#### What is asked:
Reproduce the listing below character for character; drop every image.

....

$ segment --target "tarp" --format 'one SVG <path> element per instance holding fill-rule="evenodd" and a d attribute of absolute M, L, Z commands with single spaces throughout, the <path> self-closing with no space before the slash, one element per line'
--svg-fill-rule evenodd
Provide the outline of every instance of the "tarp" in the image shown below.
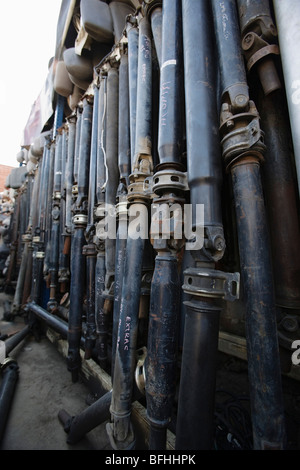
<path fill-rule="evenodd" d="M 56 29 L 56 45 L 54 60 L 49 67 L 48 75 L 37 99 L 32 105 L 29 118 L 23 131 L 21 147 L 28 147 L 36 137 L 43 132 L 48 121 L 54 113 L 53 103 L 55 97 L 54 91 L 54 70 L 55 64 L 61 59 L 63 48 L 67 39 L 70 24 L 72 22 L 74 8 L 78 0 L 62 0 L 60 13 Z"/>

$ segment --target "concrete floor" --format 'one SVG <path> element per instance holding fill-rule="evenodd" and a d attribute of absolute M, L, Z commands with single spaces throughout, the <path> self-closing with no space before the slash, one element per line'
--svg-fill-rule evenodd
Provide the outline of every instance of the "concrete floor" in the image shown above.
<path fill-rule="evenodd" d="M 15 333 L 25 326 L 21 317 L 16 317 L 14 322 L 3 321 L 5 299 L 10 297 L 1 293 L 1 335 Z M 46 336 L 38 342 L 28 335 L 9 357 L 17 361 L 19 376 L 1 450 L 111 449 L 106 423 L 89 432 L 78 444 L 67 444 L 67 433 L 58 419 L 58 412 L 64 409 L 74 416 L 85 410 L 90 390 L 82 379 L 72 382 L 65 359 Z"/>
<path fill-rule="evenodd" d="M 23 317 L 15 317 L 13 322 L 3 320 L 6 299 L 12 300 L 12 296 L 0 292 L 1 335 L 16 333 L 25 326 Z M 49 335 L 42 335 L 39 341 L 28 335 L 13 349 L 9 357 L 17 361 L 19 377 L 5 433 L 2 441 L 0 439 L 0 450 L 105 450 L 107 452 L 113 450 L 105 429 L 106 422 L 88 432 L 77 444 L 67 443 L 68 435 L 58 419 L 59 411 L 66 410 L 71 416 L 81 413 L 95 398 L 94 390 L 90 388 L 85 377 L 80 377 L 76 383 L 72 382 L 71 374 L 67 370 L 66 356 L 62 354 L 61 348 L 57 347 L 55 341 L 51 340 L 51 337 L 49 339 Z M 226 354 L 221 354 L 220 358 L 217 389 L 227 390 L 236 396 L 246 396 L 248 394 L 246 362 Z M 108 383 L 110 378 L 107 377 L 107 386 L 103 393 L 111 386 Z M 287 448 L 299 450 L 299 381 L 283 377 L 283 391 L 288 434 Z M 142 439 L 147 437 L 149 424 L 145 408 L 138 402 L 133 404 L 132 418 L 135 419 L 134 425 L 139 426 L 138 434 Z M 223 437 L 221 435 L 219 439 L 221 445 Z M 174 443 L 174 434 L 168 431 L 167 449 L 174 449 Z M 144 444 L 145 441 L 137 446 L 136 450 L 147 449 Z"/>

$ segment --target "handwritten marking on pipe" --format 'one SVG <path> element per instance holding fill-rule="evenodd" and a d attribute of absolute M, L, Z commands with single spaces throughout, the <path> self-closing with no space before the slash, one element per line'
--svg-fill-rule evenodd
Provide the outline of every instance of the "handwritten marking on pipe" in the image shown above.
<path fill-rule="evenodd" d="M 176 64 L 177 64 L 176 59 L 166 60 L 166 61 L 162 64 L 160 70 L 164 69 L 164 68 L 167 67 L 168 65 L 176 65 Z"/>
<path fill-rule="evenodd" d="M 294 80 L 292 82 L 292 102 L 293 104 L 300 104 L 300 80 Z"/>

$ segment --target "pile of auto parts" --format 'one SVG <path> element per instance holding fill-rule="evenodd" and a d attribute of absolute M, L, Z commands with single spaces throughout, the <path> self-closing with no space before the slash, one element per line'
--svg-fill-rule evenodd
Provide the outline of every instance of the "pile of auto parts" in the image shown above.
<path fill-rule="evenodd" d="M 149 449 L 171 422 L 177 450 L 213 448 L 225 332 L 245 338 L 253 448 L 284 449 L 300 308 L 284 2 L 66 3 L 6 283 L 12 315 L 67 340 L 74 382 L 82 350 L 111 376 L 81 416 L 61 410 L 69 442 L 110 418 L 112 448 L 134 449 L 142 400 Z"/>

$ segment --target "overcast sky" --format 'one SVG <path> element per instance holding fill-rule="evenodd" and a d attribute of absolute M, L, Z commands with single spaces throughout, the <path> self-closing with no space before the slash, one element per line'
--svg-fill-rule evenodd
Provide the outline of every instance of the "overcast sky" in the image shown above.
<path fill-rule="evenodd" d="M 61 0 L 1 0 L 0 164 L 19 166 L 16 155 L 31 107 L 43 88 L 55 52 Z"/>

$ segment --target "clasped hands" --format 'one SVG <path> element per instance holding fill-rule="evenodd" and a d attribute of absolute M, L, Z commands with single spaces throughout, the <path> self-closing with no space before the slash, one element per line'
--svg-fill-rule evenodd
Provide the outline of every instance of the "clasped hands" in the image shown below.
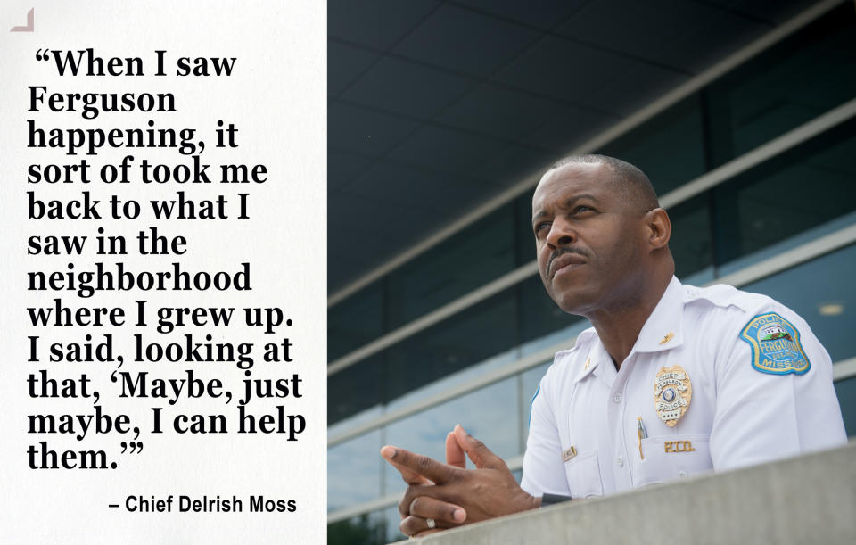
<path fill-rule="evenodd" d="M 540 498 L 520 488 L 505 461 L 460 425 L 446 437 L 445 464 L 392 446 L 381 449 L 381 456 L 408 484 L 399 502 L 405 535 L 421 537 L 540 505 Z M 466 457 L 475 469 L 466 469 Z"/>

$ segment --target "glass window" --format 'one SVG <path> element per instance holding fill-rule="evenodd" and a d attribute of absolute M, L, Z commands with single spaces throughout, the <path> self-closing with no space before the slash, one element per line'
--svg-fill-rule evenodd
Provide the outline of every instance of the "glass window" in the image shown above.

....

#### Solution:
$ segment --target "tarp" --format 'one SVG <path> element per instance holding fill-rule="evenodd" and a d attribute of absolute M, L, Z commands with single spaces throughout, the <path> self-closing with no space before the slash, one element per line'
--svg-fill-rule evenodd
Provide the outline of every instance of the "tarp" in the image shown below.
<path fill-rule="evenodd" d="M 56 29 L 56 45 L 54 60 L 49 67 L 48 75 L 37 99 L 32 105 L 29 118 L 23 131 L 21 147 L 28 147 L 36 137 L 43 132 L 48 121 L 54 113 L 53 103 L 55 97 L 54 91 L 54 70 L 55 64 L 61 59 L 63 48 L 67 39 L 70 24 L 72 22 L 74 8 L 78 0 L 62 0 L 60 13 Z"/>

$ segment --target "concrete floor" --format 'one SVG <path> element per instance holding fill-rule="evenodd" and a d attribute of absolute M, L, Z commands with single spaces throughout, the <path> self-closing with no space before the slash, one element per line'
--svg-fill-rule evenodd
Provide the outline of every instance of the "concrete floor" in the image shown above.
<path fill-rule="evenodd" d="M 15 333 L 25 326 L 21 317 L 16 317 L 14 322 L 3 321 L 5 299 L 10 297 L 1 293 L 1 335 Z M 46 336 L 38 342 L 28 335 L 9 357 L 17 361 L 19 376 L 1 450 L 111 449 L 106 423 L 89 432 L 78 444 L 67 444 L 67 433 L 58 419 L 58 412 L 64 409 L 74 416 L 85 410 L 90 390 L 82 379 L 72 382 L 65 359 Z"/>
<path fill-rule="evenodd" d="M 23 317 L 15 317 L 13 322 L 3 320 L 6 299 L 12 300 L 12 296 L 0 292 L 1 335 L 16 333 L 25 326 Z M 49 335 L 42 335 L 39 341 L 28 335 L 13 349 L 9 357 L 17 361 L 19 377 L 5 433 L 2 441 L 0 439 L 0 450 L 105 450 L 107 452 L 113 450 L 105 429 L 106 422 L 88 432 L 77 444 L 67 443 L 68 435 L 58 419 L 59 411 L 66 410 L 71 416 L 81 413 L 95 398 L 94 390 L 90 388 L 85 377 L 80 377 L 76 383 L 72 382 L 71 374 L 67 370 L 66 356 L 62 354 L 61 348 L 57 347 L 55 341 L 51 340 L 51 337 L 49 339 Z M 226 354 L 221 354 L 220 358 L 217 389 L 227 390 L 236 396 L 246 396 L 248 394 L 246 362 Z M 108 383 L 110 378 L 107 377 L 107 386 L 103 393 L 111 386 Z M 287 448 L 299 450 L 299 381 L 283 377 L 283 391 L 288 434 Z M 142 439 L 147 437 L 149 424 L 145 408 L 138 402 L 133 404 L 132 418 L 135 419 L 134 425 L 139 426 L 138 434 Z M 223 437 L 221 435 L 219 439 L 221 445 Z M 174 443 L 174 434 L 168 431 L 167 449 L 174 449 Z M 144 444 L 145 441 L 137 446 L 136 450 L 147 449 Z"/>

$ segment --target "handwritten marking on pipe" --format 'one SVG <path> element per instance holding fill-rule="evenodd" and a d attribute of absolute M, L, Z commands with single spaces throughout, the <path> self-closing with no space before the slash, one element per line'
--svg-fill-rule evenodd
Provide the outline of every instance of the "handwritten marking on pipe" in the image shown above.
<path fill-rule="evenodd" d="M 176 64 L 177 64 L 176 59 L 166 60 L 166 61 L 162 64 L 160 70 L 164 69 L 164 68 L 167 67 L 168 65 L 176 65 Z"/>
<path fill-rule="evenodd" d="M 294 80 L 292 82 L 292 102 L 293 104 L 300 104 L 300 80 Z"/>

$ segment --target "pile of auto parts" --format 'one SVG <path> element per instance holding fill-rule="evenodd" and a d attribute of absolute M, L, Z commands with single spaces throughout, the <path> self-closing with no space before the slash, one element per line'
--svg-fill-rule evenodd
Provide the outline of every instance of the "pile of auto parts" in the image shown above.
<path fill-rule="evenodd" d="M 149 449 L 171 422 L 177 450 L 213 448 L 225 332 L 245 338 L 253 448 L 284 449 L 300 308 L 284 2 L 66 3 L 6 283 L 12 315 L 67 340 L 74 382 L 82 350 L 111 376 L 81 416 L 61 410 L 69 442 L 110 418 L 112 448 L 134 449 L 142 400 Z"/>

$ segment --target "overcast sky" --format 'one SVG <path> element per instance holding fill-rule="evenodd" and a d attribute of absolute M, L, Z commands with single spaces throughout, the <path> self-closing with no space before the slash, one element per line'
--svg-fill-rule evenodd
Provide the outline of every instance of the "overcast sky" in the image shown above.
<path fill-rule="evenodd" d="M 61 0 L 1 0 L 0 164 L 19 166 L 16 155 L 31 107 L 43 88 L 55 52 Z"/>

$ segment --target "clasped hands" --format 'one SVG <path> element per instance holding fill-rule="evenodd" and a d attribute of absolute M, L, Z commands with single spaces throughout, the <path> self-closing with no space before the slash, one element per line'
--svg-fill-rule evenodd
Provide the outline of every instance of the "clasped hands" in the image shown below.
<path fill-rule="evenodd" d="M 540 498 L 520 488 L 505 461 L 460 425 L 446 437 L 445 464 L 392 446 L 381 449 L 381 456 L 408 484 L 399 502 L 405 535 L 421 537 L 540 505 Z M 466 457 L 475 469 L 466 469 Z"/>

$ segment --target "glass window" --format 'one SVG <path> element per instance holding fill-rule="evenodd" and a d attribute of absolute M, L, Z commands with single spaces throughout, the <path> self-closing with no space before the slash, one element per line'
--svg-fill-rule evenodd
Provide the outline of every instance of the "glass window" in the image shown above.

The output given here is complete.